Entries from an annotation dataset
[Start]

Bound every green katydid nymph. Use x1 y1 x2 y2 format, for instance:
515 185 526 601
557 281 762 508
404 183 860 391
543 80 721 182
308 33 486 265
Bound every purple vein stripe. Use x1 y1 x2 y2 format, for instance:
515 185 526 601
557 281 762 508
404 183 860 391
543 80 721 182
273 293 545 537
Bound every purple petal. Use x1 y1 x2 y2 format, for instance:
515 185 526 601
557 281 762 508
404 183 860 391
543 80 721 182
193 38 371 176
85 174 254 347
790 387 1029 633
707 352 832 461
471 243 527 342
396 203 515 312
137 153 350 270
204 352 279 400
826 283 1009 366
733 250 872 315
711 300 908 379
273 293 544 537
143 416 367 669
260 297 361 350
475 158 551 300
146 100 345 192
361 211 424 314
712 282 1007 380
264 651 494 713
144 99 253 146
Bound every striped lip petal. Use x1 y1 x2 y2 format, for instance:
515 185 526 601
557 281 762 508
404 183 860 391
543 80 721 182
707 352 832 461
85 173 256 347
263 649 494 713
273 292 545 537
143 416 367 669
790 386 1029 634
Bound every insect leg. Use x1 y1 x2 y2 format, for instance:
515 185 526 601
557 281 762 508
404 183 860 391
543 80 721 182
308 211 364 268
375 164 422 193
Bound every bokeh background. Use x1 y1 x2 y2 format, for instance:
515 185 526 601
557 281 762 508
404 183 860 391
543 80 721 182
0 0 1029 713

[End]

Problem requirements: Update the data by replacing "Bound every" with "Draw a box around each" everywhere it occurs, keeping everything else the same.

Answer to this problem:
Draw a box around each green katydid nymph. Use x1 y1 x2 y2 format, for instance:
515 185 526 601
557 281 762 508
404 183 860 391
543 80 721 182
308 33 486 265
Draw a box around each purple vein stripe. Use x1 y1 x2 y2 format, for instance:
515 185 526 601
557 281 762 508
404 183 860 391
543 80 721 182
273 293 545 537
Draw a box around each purple petal. Use x1 y1 x2 y2 format, for instance:
515 185 526 601
557 281 762 508
404 183 860 391
543 80 721 182
193 38 371 176
85 174 254 347
790 387 1029 633
707 352 832 461
471 243 527 342
396 203 515 312
137 153 350 270
204 352 279 400
826 283 1009 366
733 250 872 315
711 300 908 379
273 293 544 537
143 416 367 669
260 297 361 350
475 158 551 300
146 100 345 192
361 211 424 314
712 282 1007 380
264 651 494 713
144 99 253 146
Draw a box around each striped lip petal. Use x1 y1 x2 y2 format, for instance:
515 185 526 601
557 281 762 508
404 183 860 391
543 80 721 182
707 352 832 461
85 173 256 347
263 649 494 713
273 292 545 537
143 416 367 669
790 386 1029 634
Draw a box around each insect leg. Use x1 y1 x2 y2 format, for instance:
515 185 526 601
557 281 762 508
404 183 860 391
543 80 721 182
308 211 364 268
375 164 422 193
Draw a box around each bokeh background. Use x1 y1 x2 y2 format, for instance:
515 185 526 601
557 281 762 508
404 183 860 391
543 80 721 182
0 0 1029 713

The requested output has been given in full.